TEXT SEGMENT
☆ ☆ ☆ ☆

# Tango drive arrangement?



## Kreb (Apr 30, 2008)

Does anyone know about the Tango's drive arangement? It looks like two motors, each powering a wheel via a chain or belt. presumably there's a paralel-link suspension arangement as well. Does anyone have more info on it? Also, why does such a tiny car weigh 3000 lbs. and have such blistering performance? I know that they run a Zilla controller, but how do they get so much power from a relatively small array of lead-acid batteries?

Any thoughts?

http://www.evworld.com/images/rwoodbury_tango.jpg

http://cache.viewimages.com/xc/5727...7EC77F5F8D1CE039F0730BEEDF88CA40A659CEC4C8CB6

http://cache.viewimages.com/xc/5727...7EC77F5F8D1CEAD08200C83622BC2A40A659CEC4C8CB6


----------



## TX_Dj (Jul 25, 2008)

It's been many years now since I last corresponded with Rick, but it is my understanding that the Tango does, as you suggest, use two motors, each one driving a separate rear wheel. Also, as I recall, the two are separate, permitting a differential style action so the car can turn effectively without the suspension binding up.

The reason the Tango weighs so much is that there are over 2500 lbs of lead-acid batteries installed under the floorboard.

The reason the Tango accelerates so quickly is due to the dual motor design, gear ratio, and sheer amperage of the Zilla controller.

Hope this helps.


----------



## Kreb (Apr 30, 2008)

2500 lbs of batteries! The array doen't look that large. Wow.

☆ ☆ ☆ ☆

STORED ROWS
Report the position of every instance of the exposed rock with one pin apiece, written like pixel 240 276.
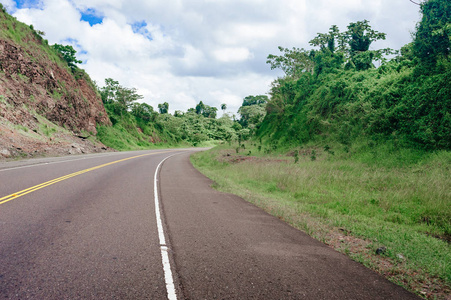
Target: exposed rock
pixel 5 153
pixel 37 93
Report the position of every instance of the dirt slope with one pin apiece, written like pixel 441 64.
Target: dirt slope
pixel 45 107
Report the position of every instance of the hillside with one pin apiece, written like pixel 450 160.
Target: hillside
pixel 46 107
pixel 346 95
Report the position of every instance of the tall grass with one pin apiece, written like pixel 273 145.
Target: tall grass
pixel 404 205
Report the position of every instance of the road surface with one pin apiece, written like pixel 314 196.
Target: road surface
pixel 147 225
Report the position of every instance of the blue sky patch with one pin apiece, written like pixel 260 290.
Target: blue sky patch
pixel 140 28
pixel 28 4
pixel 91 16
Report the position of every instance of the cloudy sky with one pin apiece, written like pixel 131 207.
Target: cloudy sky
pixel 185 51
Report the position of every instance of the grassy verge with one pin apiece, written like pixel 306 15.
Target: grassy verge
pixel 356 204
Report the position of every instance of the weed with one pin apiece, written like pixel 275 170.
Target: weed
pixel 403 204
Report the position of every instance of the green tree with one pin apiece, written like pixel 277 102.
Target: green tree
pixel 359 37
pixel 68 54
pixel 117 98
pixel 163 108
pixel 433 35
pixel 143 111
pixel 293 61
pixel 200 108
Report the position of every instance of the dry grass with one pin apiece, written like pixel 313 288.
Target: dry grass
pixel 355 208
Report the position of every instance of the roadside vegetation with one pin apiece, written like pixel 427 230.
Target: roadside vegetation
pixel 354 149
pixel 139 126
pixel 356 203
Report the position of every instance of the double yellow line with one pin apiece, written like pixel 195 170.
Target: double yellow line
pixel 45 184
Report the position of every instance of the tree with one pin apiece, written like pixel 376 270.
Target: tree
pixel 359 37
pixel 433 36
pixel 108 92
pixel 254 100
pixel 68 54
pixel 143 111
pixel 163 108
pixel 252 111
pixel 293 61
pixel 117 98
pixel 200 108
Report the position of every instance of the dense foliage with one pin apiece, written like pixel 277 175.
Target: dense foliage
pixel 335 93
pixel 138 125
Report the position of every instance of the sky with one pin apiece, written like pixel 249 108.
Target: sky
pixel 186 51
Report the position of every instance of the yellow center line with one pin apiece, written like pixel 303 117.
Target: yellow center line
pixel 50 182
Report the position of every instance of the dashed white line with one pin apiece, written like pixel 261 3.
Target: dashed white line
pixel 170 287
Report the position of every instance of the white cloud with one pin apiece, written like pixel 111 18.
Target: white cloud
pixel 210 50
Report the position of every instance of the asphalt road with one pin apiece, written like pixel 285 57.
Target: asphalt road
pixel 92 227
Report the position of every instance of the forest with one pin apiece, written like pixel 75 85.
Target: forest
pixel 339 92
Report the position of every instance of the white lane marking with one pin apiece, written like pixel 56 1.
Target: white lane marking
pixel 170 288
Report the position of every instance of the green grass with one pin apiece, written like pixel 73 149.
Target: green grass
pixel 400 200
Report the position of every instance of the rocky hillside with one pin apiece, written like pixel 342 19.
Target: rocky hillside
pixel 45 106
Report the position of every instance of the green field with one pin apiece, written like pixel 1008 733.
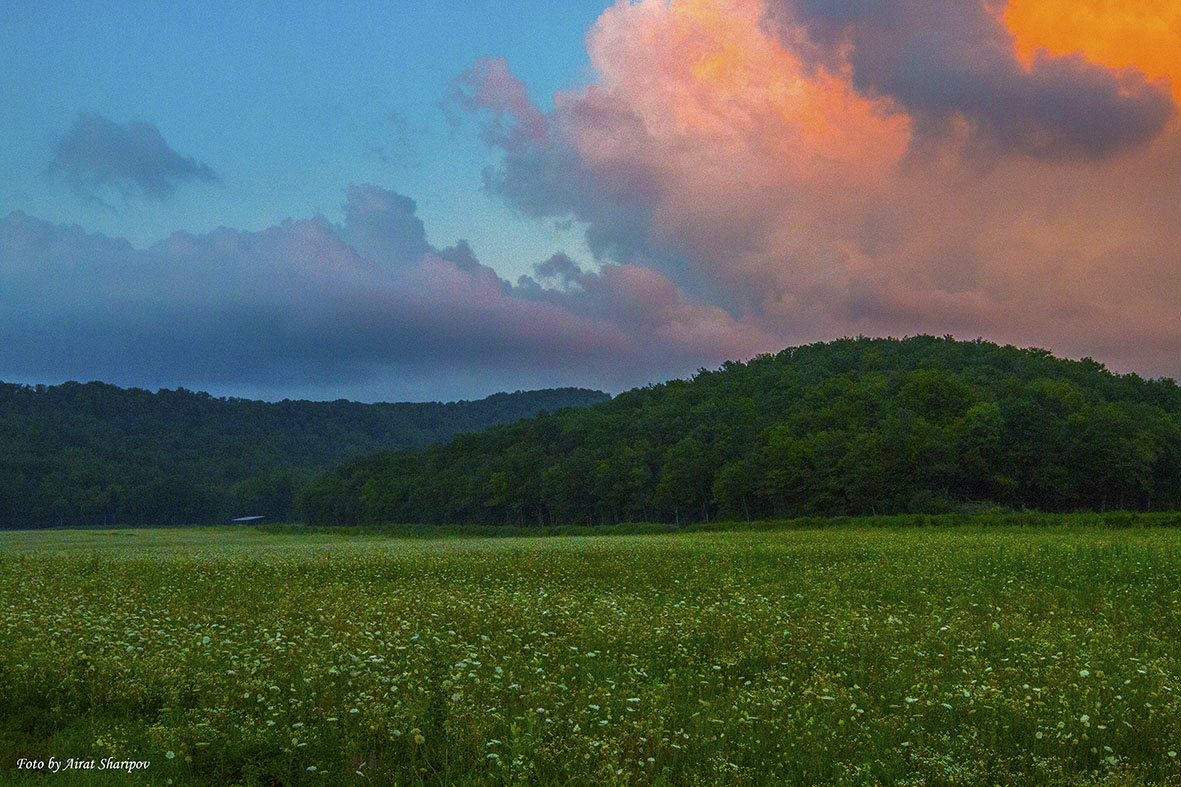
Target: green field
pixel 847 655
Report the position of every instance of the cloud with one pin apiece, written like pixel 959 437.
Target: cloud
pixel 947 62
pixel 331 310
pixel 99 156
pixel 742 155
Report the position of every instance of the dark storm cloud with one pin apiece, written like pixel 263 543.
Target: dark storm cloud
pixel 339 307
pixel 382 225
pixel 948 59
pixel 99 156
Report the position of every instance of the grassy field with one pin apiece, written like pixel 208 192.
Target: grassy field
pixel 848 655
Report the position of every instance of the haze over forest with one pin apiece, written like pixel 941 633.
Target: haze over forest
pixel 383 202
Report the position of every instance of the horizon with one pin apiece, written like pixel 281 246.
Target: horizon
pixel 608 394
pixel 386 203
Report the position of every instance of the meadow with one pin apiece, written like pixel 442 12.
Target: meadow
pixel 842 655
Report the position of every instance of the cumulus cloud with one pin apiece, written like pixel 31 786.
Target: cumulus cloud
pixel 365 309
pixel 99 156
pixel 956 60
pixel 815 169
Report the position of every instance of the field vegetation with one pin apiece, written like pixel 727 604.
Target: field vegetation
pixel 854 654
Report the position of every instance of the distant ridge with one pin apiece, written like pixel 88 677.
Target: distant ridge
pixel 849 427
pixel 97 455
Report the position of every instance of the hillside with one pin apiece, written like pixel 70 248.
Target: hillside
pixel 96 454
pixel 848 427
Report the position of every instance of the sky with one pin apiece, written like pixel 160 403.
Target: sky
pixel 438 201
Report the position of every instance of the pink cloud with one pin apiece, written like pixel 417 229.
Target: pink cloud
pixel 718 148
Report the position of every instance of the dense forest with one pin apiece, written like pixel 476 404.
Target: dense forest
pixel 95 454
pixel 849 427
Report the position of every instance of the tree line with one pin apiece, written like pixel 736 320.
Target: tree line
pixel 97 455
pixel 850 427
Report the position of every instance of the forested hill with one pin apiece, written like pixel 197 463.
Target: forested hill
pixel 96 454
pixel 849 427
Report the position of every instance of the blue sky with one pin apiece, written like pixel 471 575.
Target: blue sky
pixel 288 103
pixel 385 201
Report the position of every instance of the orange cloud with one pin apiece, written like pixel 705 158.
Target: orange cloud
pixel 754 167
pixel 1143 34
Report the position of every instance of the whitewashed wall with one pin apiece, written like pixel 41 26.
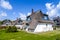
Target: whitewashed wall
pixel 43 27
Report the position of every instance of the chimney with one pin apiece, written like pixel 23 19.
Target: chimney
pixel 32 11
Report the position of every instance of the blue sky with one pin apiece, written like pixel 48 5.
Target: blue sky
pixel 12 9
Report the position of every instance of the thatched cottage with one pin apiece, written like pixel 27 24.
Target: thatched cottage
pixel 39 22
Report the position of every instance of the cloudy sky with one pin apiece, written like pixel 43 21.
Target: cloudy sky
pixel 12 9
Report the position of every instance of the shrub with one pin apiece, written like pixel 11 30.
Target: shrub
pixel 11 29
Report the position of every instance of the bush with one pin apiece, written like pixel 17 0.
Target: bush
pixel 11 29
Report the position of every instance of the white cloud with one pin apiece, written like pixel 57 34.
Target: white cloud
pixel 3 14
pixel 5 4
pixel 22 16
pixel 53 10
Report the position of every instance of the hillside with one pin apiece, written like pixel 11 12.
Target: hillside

☆ ☆ ☆ ☆

OBJECTIVE 1
Update the part of the records that opens with the line containing "Report the position of every instance of the asphalt" and closes with the line containing "pixel 815 169", replacing "pin" with "marker" and keeping everything else the same. Leave the picture markers out of your answer.
OBJECTIVE 2
Write what comes next in the forum thread about the Tango's drive arrangement, picking up right after its final post.
The forum thread and the records are unrelated material.

EXPECTED ANSWER 1
Report the position of every instance of the asphalt road with one marker apiece, written like pixel 285 57.
Target: asphalt road
pixel 92 227
Report the position of every instance of the forest with one marker apiece, written like pixel 75 85.
Target: forest
pixel 339 92
Report the position of every instance of the white lane marking with one marker apiece, written like pixel 56 1.
Target: white lane marking
pixel 170 288
Report the position of every instance of the green grass with one marker apiece, written like pixel 73 149.
Target: green grass
pixel 400 200
Report the position of every instance of the rocky hillside with one marker apiece, written like pixel 342 19.
Target: rocky hillside
pixel 45 106
Report the position of every instance of the green field with one marker apiece, written like pixel 1008 733.
Target: green field
pixel 847 655
Report the position of every instance of the cloud with one marker apiece, written like pixel 959 437.
Target: cloud
pixel 947 62
pixel 331 310
pixel 99 156
pixel 742 155
Report the position of every instance of the dark storm cloud with one marker apiece, written like pixel 263 543.
Target: dark storm cloud
pixel 339 307
pixel 382 225
pixel 948 59
pixel 99 156
Report the position of every instance of the grassy field with one marker apiece, written like pixel 208 192.
Target: grassy field
pixel 848 655
Report the position of every instance of the haze over forest with one marker apiece, written like pixel 941 633.
Target: haze over forest
pixel 383 202
Report the position of every instance of the horizon with one marker apiece, written like pixel 281 246.
Target: horizon
pixel 608 394
pixel 386 203
Report the position of every instance of the meadow with one marker apiece, written like pixel 442 12.
Target: meadow
pixel 842 655
Report the position of every instance of the cumulus cloud with one marker apiece, written like pixel 31 786.
Target: cumulus cloud
pixel 365 309
pixel 99 156
pixel 956 60
pixel 815 169

EXPECTED ANSWER 2
It's an inherently efficient layout in many ways. The low cg makes it stable. The narrowness offsets the hight in terms of wind resistance. The length makes for superior parking capablities and less overall mass to move. His website says that they're doing a batch right now. Obviously not mass production, but I wish them the best. 

Do you know if they're belt, chain or gear drive?


----------



## TX_Dj (Jul 25, 2008)

Unfortunately that detail escapes me. I want to say gear, but I could be wrong. Belt wouldn't be a very good choice in that configuration, because belts stretch under torque. Chain is noisy and adds a lot of extra drag into the drivetrain (stuff like sprockets meshing with the side plates of the chain and such).

As I mentioned, my info on that car is outdated- but it was always my understanding that they were going to maintain the same weight of battery when they moved to more advanced battery technologies so that the weight and balance of the car remained the same and so the cornering ability (center of gravity) remained stable. 2500 lbs of LiFePO batteries in that little thing would equate to a lot of range.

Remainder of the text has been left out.